▸ **Passage to read**:
A practical solution for the deployment of Java Server Pages
Sometimes it is worthwhile to revisit your former work. It certainly was for me in the following case, which resulted in the core concept of using presentation as a commodity to be deployed according to network configuration.
The original project assignment was to reduce operating costs of a large banking agency network. How could this be achieved with a network of 23000 personal computers (PC) scattered over 2000 sites connected by frame relay with a guaranteed bandwidth of 32Kb/s? We selected an Intranet solution that radically reduced PC client/server applications to a single local program, the browser. To reduce bandwidth needs we chose to deploy a Web Server per site with only 3 tasks – to handle presentation, to maintain reference data and to invoke central system applications. This Intranet design saved money by reducing the number of machines to operate from 23000 to 2000 and by allowing them to be operated with a browser.
With Java and J2EE, we can implement this concept, which I believe to be still valuable to reduce the load of central farms – and because fast local loop is not always available. My goal however is to more specifically show how we can do it better. The aforementioned approach didn’t support Web Servers update on the fly and we had to contend with central systems synchronization. The solution I present here addresses these issues by allowing Web Servers to download their presentation like browsers download applets.
Figure 1 illustrates a possible organization. Let’s summarize what we would need:
1. Inexpensive Java servers, able to host Java Server Pages and servlets
2. An API allowing them to invoke central system applications
3. A simple way to download a presumably large number of Java servers from any number of central repositories.
Figure 1: Topology
The first two requirements can be fulfilled by off the shelf products:
The local Java server has only to address the 3 purposes listed above
· Generate presentation,
· Invoke central applications
· Maintain reference data
At least two Open Source Products meet these needs: Tomcat (http://jakarta.apache.org/downloads/binindex.html) and Resin (http://www.caucho.com/download/index.xtp).
Enterprise JavaBeans (EJB), Remote Method Invocation (RMI) or Java Messaging Service (JMS) can be used as the API to connect to central systems.
The last point, presentation downloading, implies development. This requires more explanation and thoughts and is the core of the article. Presentation downloading relies on a Java class loader and leverages on JSP and servlets specifications, which I present first.
The Java Servlet Specification v2.2 defines a Web Application as a collection of HTML pages, servlets and classes, which exist as a structured hierarchy of directories. The root of this hierarchy is the document root for serving files like images or html files. If your Java server waits for HTTP requests on www.iamakishirofan.com, and if you defined your Web Application as gunnm, your users will be able to invoke zalem.html, stored at the root with the URL:
A directory WEB-INF contains a web.xml file, which describes, among miscellaneous things, Servlet and JSP definitions, initialization parameters, mapping to URL and security constraints. It can also contain a classes subdirectory where classes, servlets, taglibs, JSP invoked beans, compiled JSP… are stored. A Web Application should be packaged in a .war file, which is the jar archive of the hierarchy.
This packaging is convenient as it gathers all related components in a single delivery. It has another important property: all servlets and JSPs of a .war are served the same ServletContext, which is different from the ServletContext of other packages. Servlets and JSPs can use this ServletContext to access war data like resources and initialization parameters, or to store and retrieve application-wide attributes.

▸ **Given task 1**:
Answer these questions about the article on deploying Java Server Pages:
(a) How many personal computers did the banking agency network have, and over how many sites?
(b) Which two Open Source Products are named as meeting the local Java server's needs?
(c) Which file in the WEB-INF directory describes Servlet and JSP definitions?
▸ **Given task 2**: Carry on the article on deploying Java Server Pages from its final sentence.

(Coordinate annotation entries)
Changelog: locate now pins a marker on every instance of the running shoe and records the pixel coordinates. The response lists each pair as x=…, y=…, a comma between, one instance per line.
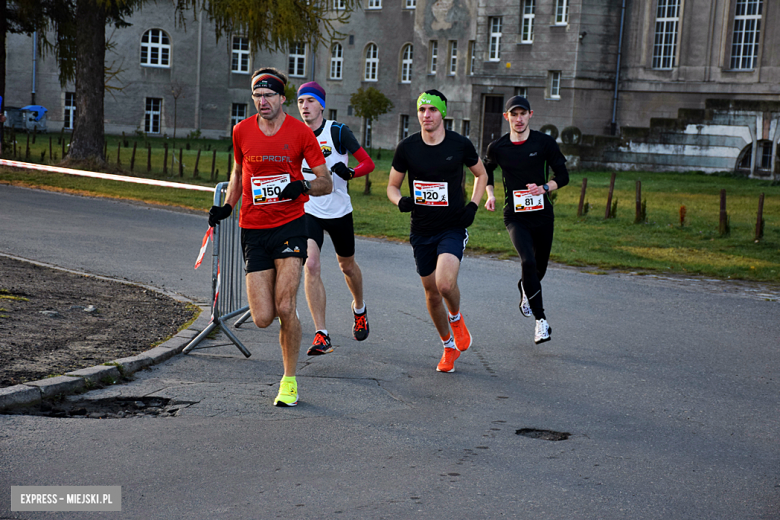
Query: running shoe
x=447, y=363
x=461, y=334
x=525, y=307
x=360, y=328
x=542, y=332
x=288, y=394
x=321, y=345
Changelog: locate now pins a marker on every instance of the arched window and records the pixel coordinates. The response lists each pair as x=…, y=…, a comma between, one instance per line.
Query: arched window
x=372, y=62
x=156, y=49
x=336, y=60
x=406, y=64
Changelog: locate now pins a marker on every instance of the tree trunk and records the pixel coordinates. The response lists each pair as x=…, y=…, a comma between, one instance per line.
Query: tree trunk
x=88, y=132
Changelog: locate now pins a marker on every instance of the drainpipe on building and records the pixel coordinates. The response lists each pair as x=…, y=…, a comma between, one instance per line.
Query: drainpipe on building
x=35, y=64
x=613, y=125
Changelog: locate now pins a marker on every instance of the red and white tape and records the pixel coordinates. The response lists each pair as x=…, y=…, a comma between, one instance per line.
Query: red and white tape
x=107, y=176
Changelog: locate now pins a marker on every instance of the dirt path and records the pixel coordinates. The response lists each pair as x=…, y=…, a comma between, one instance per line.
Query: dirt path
x=53, y=321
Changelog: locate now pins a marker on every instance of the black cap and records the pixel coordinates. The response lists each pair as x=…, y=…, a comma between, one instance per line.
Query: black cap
x=517, y=101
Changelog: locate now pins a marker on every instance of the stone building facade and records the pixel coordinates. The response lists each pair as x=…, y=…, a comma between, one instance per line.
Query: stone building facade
x=588, y=67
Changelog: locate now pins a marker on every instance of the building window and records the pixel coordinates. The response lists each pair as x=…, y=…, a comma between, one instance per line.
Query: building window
x=472, y=57
x=747, y=32
x=153, y=115
x=296, y=64
x=372, y=62
x=406, y=64
x=555, y=85
x=495, y=39
x=240, y=61
x=667, y=19
x=561, y=12
x=529, y=12
x=237, y=114
x=404, y=129
x=336, y=61
x=70, y=110
x=433, y=45
x=453, y=53
x=367, y=137
x=155, y=49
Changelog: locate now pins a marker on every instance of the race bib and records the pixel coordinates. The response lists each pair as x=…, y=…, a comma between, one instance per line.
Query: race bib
x=524, y=201
x=430, y=193
x=266, y=190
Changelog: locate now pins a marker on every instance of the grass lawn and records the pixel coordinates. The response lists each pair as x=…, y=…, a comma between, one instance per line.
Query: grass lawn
x=659, y=245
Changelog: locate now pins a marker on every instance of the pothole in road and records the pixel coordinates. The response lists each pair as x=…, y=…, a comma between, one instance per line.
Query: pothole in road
x=545, y=435
x=109, y=408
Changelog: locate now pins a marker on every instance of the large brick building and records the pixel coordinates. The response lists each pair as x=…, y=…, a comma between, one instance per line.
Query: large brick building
x=564, y=55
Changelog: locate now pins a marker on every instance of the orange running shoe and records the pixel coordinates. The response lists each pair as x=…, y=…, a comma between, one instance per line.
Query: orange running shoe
x=461, y=334
x=447, y=363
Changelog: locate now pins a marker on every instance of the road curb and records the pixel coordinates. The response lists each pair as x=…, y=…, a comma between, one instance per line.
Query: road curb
x=79, y=380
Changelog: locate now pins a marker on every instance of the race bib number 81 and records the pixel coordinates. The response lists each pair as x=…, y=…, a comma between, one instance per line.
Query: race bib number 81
x=266, y=190
x=430, y=193
x=524, y=201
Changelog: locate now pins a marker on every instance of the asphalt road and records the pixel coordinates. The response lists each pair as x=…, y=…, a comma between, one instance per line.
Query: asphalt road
x=670, y=392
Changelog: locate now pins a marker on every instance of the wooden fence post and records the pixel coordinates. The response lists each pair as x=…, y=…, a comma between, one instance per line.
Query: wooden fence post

▸ **Exercise answer 1**:
(a) 23000 personal computers over 2000 sites.
(b) Tomcat and Resin.
(c) web.xml.

▸ **Exercise answer 2**:
The servlet container loads and instantiates servlets. It initializes them before their first use by calling their init() method with an object implementing the ServletConfig interface, which provides access to servlet-specific data. When it decides to unload a servlet, it invokes the servlet destroy() method and unreferences it. Each time the container has to route a request to a servlet, it invokes its service() method.
A compiled JSP is a servlet, even if it does not extend HttpServlet or GenericServlet as a normal servlet but another class, which is Application Server dependent. In case of Resin, it is com.caucho.jsp.JavaPage and in case of Tomcat, org.apache.jasper.runtime.HttpJspBase. As you can see, compiled JSP are no longer portable, even if there are only minor differences: The specification requires a JSP to implement a standard HttpJspPage interface. A JSP indirectly handles container requests as depicted on Figure 2.
Figure 2: JSP contract
A compiled JSP implements a _jspService() method and, optionally, a jspInit() and a jspDestroy() method. The specification implies that, for instance, when the container invokes Servlet.init(), jspInit() is invoked somewhere in the implementation of the JSP base class. I present you the Tomcat implementation on Listing 1. All Java servers I tested have similar code.
Coming back to our requirement, you can see the solution I want to implement involves four participant types:
§ Browsers, which submit HTTP requests.
§ Java Servers, which process presentation and download the JSPs and servlets from a repository.
§ Repositories, themselves. I only require the repository to be accessed with an URL. Therefore suitable repositories list includes HTTP servers as depicted on Figure 3 and FTP servers.
§ Java Application servers, which process EJB requests.
I only need to implement in the Java Server a piece of code able to retrieve transparently JSPs and servlets from a central point, to cache them and to support remote update. The solution depicted on Figure 3 is just common sense: I define a special servlet, JSPservlet, which I package in a .war file to handle all requests targeting its Web Application. This servlet is responsible for loading target JSP and servlets and to forward them requests. To minimize data transfers I handle only archives (.jar) files and I cache downloaded archives, not only in memory but also on disk, to survive a scheduled shutdown or a crash.
Figure 3: Solution
To simplify the development, I don’t handle JSP compilation. It does not mean the solution doesn’t support JSPs, only that they have to be precompiled, which is not a real drawback. Compiling JSP is the only safe way to be sure a JSP can compile and I prefer to avoid downloading failing code. I also don’t support Single thread servlets which guarantee that only one thread at a time will execute through a given servlet instance’s service() method.. The support of this feature would require instantiating a new target servlet when already created target servlets are processing a request. It would add complexity to the logic and would have an adverse impact on scalability.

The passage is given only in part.